Natural language region descriptions:
---*---

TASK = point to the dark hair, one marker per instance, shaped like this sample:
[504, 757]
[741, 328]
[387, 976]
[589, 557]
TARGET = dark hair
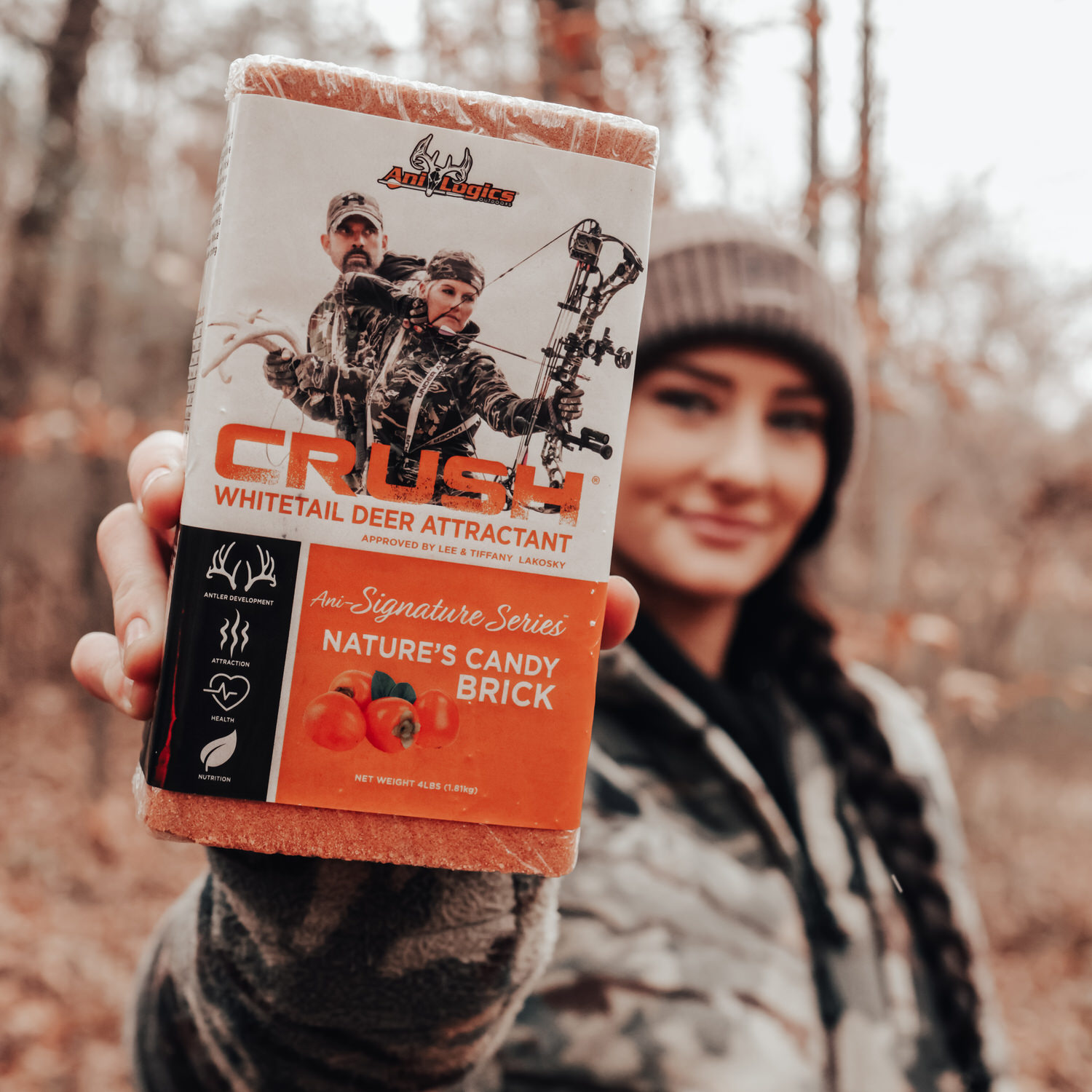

---*---

[TRY IT] Repeat every record exactly, but not the pictures.

[TASK ANSWER]
TASK = point to the dark hair, one marker per instance, shaped like this sample:
[504, 757]
[741, 328]
[387, 976]
[589, 557]
TARGET = dark hair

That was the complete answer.